THE EXERCISE |
Give every entry again, unchanged, and leave its images out.

ENTRIES PROVIDED |
---*---

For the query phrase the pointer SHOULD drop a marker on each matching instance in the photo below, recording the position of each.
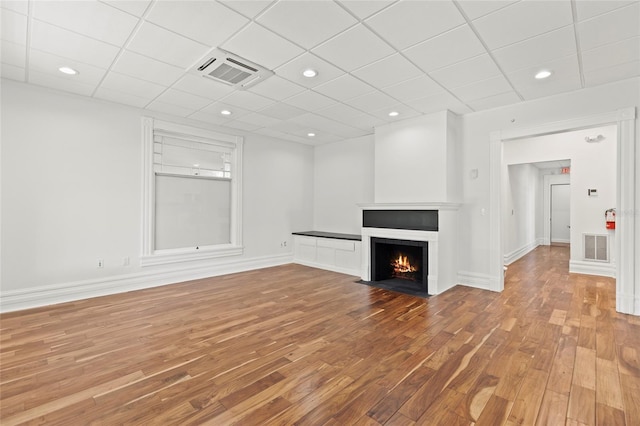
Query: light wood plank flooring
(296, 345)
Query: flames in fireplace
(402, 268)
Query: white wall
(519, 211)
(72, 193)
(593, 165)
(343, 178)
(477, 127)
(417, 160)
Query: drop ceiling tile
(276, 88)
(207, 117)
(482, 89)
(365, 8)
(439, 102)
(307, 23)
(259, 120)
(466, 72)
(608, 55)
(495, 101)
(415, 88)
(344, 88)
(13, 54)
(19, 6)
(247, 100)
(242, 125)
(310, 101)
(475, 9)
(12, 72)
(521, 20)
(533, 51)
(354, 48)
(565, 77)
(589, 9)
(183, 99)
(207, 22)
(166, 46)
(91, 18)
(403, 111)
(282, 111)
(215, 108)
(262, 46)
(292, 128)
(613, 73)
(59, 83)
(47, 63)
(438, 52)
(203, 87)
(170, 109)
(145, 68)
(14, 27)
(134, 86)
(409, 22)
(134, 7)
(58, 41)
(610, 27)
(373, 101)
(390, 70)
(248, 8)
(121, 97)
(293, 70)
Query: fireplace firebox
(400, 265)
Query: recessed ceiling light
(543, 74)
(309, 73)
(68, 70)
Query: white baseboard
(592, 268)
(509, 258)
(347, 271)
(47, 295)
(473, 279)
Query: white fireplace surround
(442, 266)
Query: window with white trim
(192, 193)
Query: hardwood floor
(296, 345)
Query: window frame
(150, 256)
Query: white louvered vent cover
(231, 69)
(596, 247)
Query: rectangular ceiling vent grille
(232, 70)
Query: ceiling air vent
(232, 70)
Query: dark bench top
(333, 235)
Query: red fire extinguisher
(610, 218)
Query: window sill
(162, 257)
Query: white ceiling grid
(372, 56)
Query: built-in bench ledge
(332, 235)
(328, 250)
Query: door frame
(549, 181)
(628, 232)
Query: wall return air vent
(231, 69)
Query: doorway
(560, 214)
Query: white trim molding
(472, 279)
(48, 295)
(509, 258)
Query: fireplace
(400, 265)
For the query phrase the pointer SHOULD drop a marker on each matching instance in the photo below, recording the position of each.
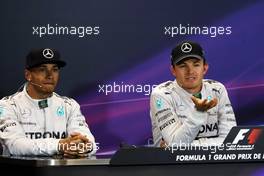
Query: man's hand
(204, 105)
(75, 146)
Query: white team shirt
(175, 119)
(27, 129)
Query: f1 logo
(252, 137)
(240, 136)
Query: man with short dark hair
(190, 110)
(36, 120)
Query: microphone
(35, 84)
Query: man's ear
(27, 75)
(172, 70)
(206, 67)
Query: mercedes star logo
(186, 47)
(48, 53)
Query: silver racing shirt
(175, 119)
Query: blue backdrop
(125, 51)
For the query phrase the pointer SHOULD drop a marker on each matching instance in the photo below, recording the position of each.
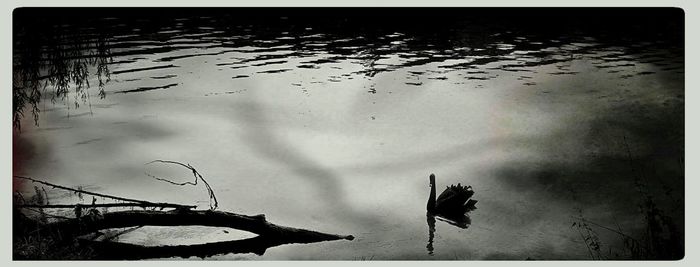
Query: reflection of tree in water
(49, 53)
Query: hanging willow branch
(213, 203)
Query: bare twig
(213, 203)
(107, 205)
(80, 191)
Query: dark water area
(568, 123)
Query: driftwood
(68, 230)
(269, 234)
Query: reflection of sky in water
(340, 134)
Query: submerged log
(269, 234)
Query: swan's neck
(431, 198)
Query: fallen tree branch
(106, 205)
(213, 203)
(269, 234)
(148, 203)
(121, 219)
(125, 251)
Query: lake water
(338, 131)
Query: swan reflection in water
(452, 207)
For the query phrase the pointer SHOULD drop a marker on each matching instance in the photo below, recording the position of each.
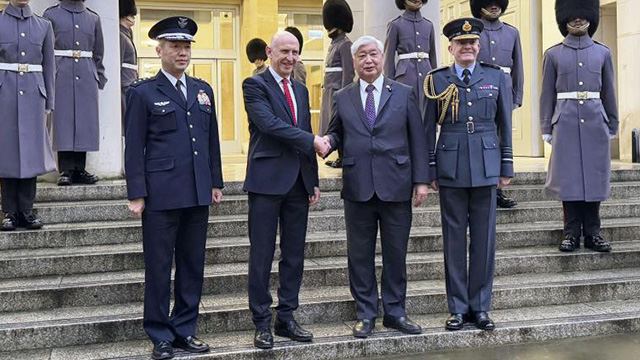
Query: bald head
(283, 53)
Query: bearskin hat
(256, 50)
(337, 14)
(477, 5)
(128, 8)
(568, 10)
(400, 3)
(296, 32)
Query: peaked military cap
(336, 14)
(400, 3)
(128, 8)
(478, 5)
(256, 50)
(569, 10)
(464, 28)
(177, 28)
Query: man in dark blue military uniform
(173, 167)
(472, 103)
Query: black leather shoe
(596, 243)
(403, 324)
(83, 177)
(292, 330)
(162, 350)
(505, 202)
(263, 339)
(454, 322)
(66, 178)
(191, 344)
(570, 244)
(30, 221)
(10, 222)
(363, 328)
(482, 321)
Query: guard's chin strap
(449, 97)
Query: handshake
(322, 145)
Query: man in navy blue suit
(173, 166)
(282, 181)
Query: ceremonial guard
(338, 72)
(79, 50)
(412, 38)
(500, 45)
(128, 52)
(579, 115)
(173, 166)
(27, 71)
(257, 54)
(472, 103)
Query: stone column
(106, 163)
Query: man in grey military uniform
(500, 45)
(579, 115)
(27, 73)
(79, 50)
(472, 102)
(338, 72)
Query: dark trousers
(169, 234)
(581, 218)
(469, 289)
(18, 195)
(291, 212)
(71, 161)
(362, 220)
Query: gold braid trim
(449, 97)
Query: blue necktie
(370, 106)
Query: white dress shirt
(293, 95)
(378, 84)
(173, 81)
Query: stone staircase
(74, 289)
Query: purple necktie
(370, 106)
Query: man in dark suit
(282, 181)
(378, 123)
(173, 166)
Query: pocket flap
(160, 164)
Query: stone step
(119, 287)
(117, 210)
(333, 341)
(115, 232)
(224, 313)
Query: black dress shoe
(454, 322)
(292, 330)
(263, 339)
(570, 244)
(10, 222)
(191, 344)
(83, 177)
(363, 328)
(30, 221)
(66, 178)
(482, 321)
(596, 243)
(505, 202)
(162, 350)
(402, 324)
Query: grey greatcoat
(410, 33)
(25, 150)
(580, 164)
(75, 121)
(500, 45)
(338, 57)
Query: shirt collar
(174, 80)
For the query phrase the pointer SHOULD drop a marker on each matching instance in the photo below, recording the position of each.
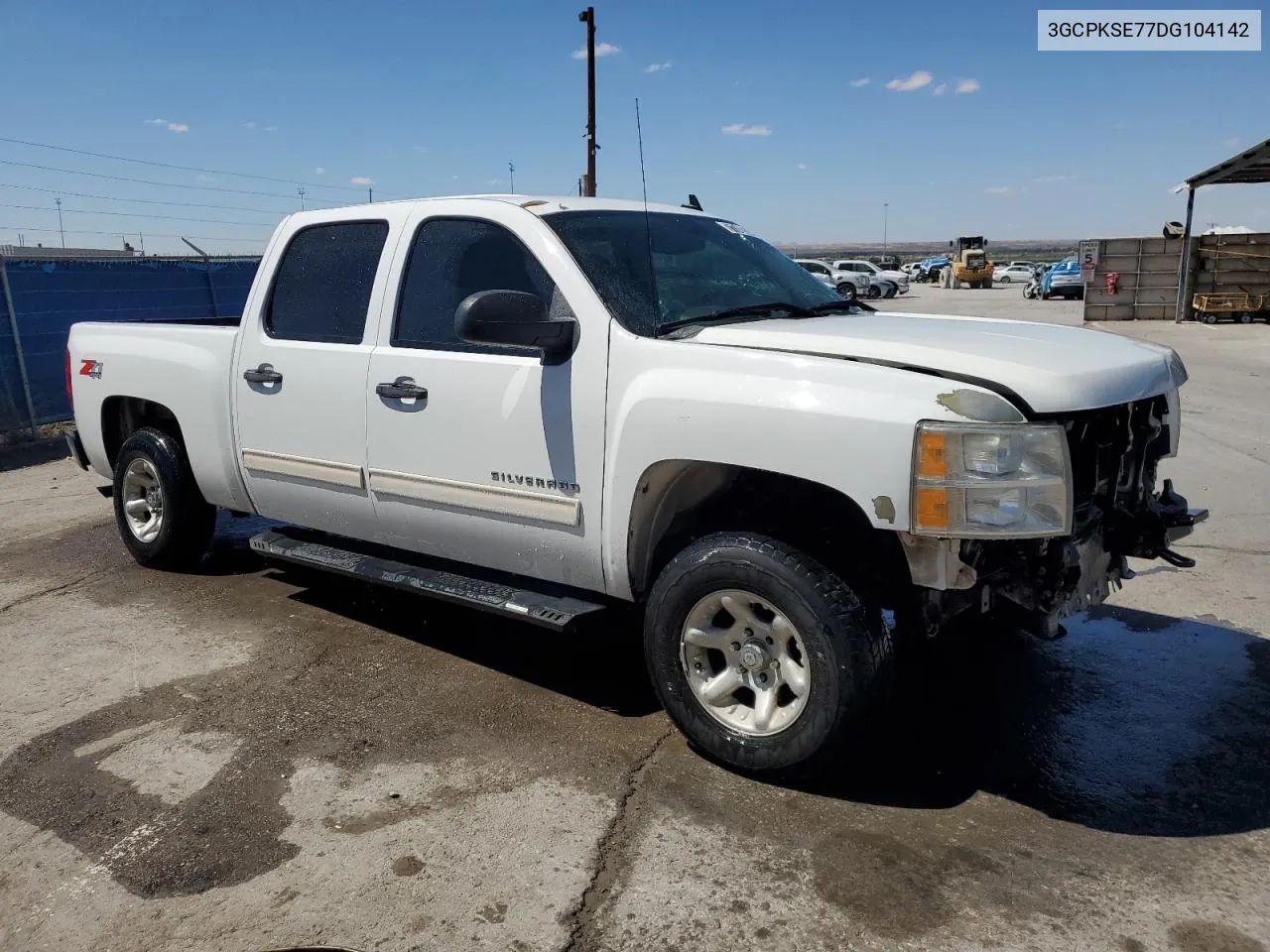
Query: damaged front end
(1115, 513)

---*---

THE RESPONSE |
For the query phrase the pointer SHOULD drop a marker on each matching instance in the photo below, recording the position of each.
Query: light wood plank flooring
(296, 345)
Query: flames in fireplace
(402, 268)
Query: white wall
(519, 211)
(72, 193)
(593, 165)
(343, 178)
(477, 127)
(417, 160)
Query: drop ceiling tile
(276, 88)
(207, 117)
(482, 89)
(365, 8)
(439, 102)
(307, 23)
(259, 120)
(466, 72)
(608, 55)
(495, 101)
(415, 88)
(344, 88)
(13, 54)
(19, 6)
(247, 100)
(242, 125)
(310, 101)
(475, 9)
(12, 72)
(521, 20)
(533, 51)
(354, 48)
(565, 77)
(589, 9)
(183, 99)
(207, 22)
(166, 46)
(91, 18)
(403, 111)
(282, 111)
(215, 108)
(262, 46)
(292, 128)
(613, 73)
(59, 83)
(47, 63)
(438, 52)
(203, 87)
(170, 109)
(145, 68)
(14, 27)
(134, 86)
(409, 22)
(134, 7)
(58, 41)
(610, 27)
(373, 101)
(390, 70)
(248, 8)
(121, 97)
(293, 70)
Query: fireplace firebox
(400, 265)
Query: recessed ceiling light
(543, 74)
(309, 73)
(68, 70)
Query: white baseboard
(592, 268)
(509, 258)
(347, 271)
(47, 295)
(473, 279)
Query: white fireplace surround
(442, 266)
Query: window with white trim
(192, 193)
Query: hardwood floor
(296, 345)
Query: window frame
(150, 256)
Query: white louvered vent cover
(231, 69)
(596, 247)
Query: rectangular ceiling vent grille
(232, 70)
Query: ceiling air vent
(232, 70)
Query: dark bench top
(333, 235)
Query: red fire extinguisher
(610, 218)
Query: window sill
(162, 257)
Query: white ceiling grid
(372, 56)
Query: built-in bench ledge
(332, 235)
(328, 250)
Query: door frame
(549, 181)
(628, 232)
Query: wall return air vent
(231, 69)
Query: doorway
(560, 214)
Query: white trim molding
(472, 279)
(48, 295)
(509, 258)
Query: fireplace
(400, 265)
For the query phrase the pointer SHOULD drop a marker on each matching instance in the photo below, recording the position of each.
Query: man's hand
(204, 105)
(75, 146)
Query: white team shirt
(175, 119)
(27, 129)
Query: f1 logo
(252, 137)
(240, 136)
Query: man with short dark hair
(190, 110)
(36, 120)
Query: microphone
(35, 84)
Query: man's ear
(27, 75)
(172, 70)
(206, 67)
Query: mercedes star logo
(186, 47)
(48, 53)
Query: silver racing shirt
(175, 119)
Query: blue backdrop
(125, 51)
For the query phrase the pointer SHOULD drop a marker on each matching instance in the photo below, recording the position of each.
Query: reflection of tree in water
(49, 53)
Query: hanging willow branch
(213, 203)
Query: bare twig
(213, 203)
(107, 205)
(80, 191)
Query: dark water area
(568, 123)
Query: driftwood
(68, 230)
(269, 234)
Query: reflection of sky in water
(340, 134)
Query: submerged log
(269, 234)
Query: swan's neck
(431, 198)
Query: fallen tree branch
(106, 205)
(213, 203)
(269, 234)
(148, 203)
(121, 219)
(125, 251)
Query: lake water
(338, 131)
Query: swan reflection in water
(452, 207)
For the query phrase the pointer SHOULD drop a marker on each matching instance in the photo below, recording the position of each.
Query: bald head
(283, 53)
Query: bearskin hat
(256, 50)
(337, 14)
(477, 5)
(128, 8)
(568, 10)
(400, 3)
(296, 32)
Query: peaked military cap
(336, 14)
(400, 3)
(128, 8)
(478, 5)
(256, 50)
(569, 10)
(464, 28)
(177, 28)
Query: man in dark blue military uniform
(173, 167)
(472, 103)
Query: black leather shoe
(596, 243)
(403, 324)
(83, 177)
(292, 330)
(162, 350)
(505, 202)
(263, 339)
(454, 322)
(66, 178)
(191, 344)
(570, 244)
(30, 221)
(10, 222)
(363, 328)
(482, 321)
Query: guard's chin strap
(449, 97)
Query: handshake
(322, 145)
Query: man in navy blue suit
(173, 166)
(282, 181)
Query: ceremonial guard
(338, 72)
(79, 50)
(412, 38)
(500, 45)
(128, 52)
(579, 115)
(173, 166)
(27, 71)
(257, 54)
(472, 103)
Query: stone column
(106, 163)
Query: man in grey military uniform
(500, 45)
(579, 115)
(27, 73)
(79, 50)
(472, 102)
(338, 72)
Query: dark trousers
(169, 234)
(581, 218)
(469, 289)
(18, 195)
(291, 212)
(71, 161)
(362, 220)
Query: gold braid trim
(449, 97)
Query: blue necktie
(370, 106)
Query: white dress shirt
(293, 95)
(378, 84)
(173, 81)
Query: stone staircase
(74, 289)
Query: purple necktie
(370, 106)
Query: man in dark suit
(282, 181)
(378, 123)
(173, 166)
Query: pocket flap
(160, 164)
Query: stone step
(119, 287)
(117, 210)
(333, 341)
(115, 232)
(224, 313)
Query: black dress shoe
(454, 322)
(292, 330)
(263, 339)
(570, 244)
(10, 222)
(191, 344)
(83, 177)
(363, 328)
(30, 221)
(66, 178)
(482, 321)
(596, 243)
(505, 202)
(162, 350)
(402, 324)
Query: grey greatcoat
(410, 33)
(25, 150)
(580, 164)
(75, 121)
(500, 45)
(338, 57)
Query: shirt collar
(174, 80)
For the query phrase the pointer SHOULD drop a marker on each matching instance in the photo below, recording the position of each.
Query: damaged front end
(1115, 513)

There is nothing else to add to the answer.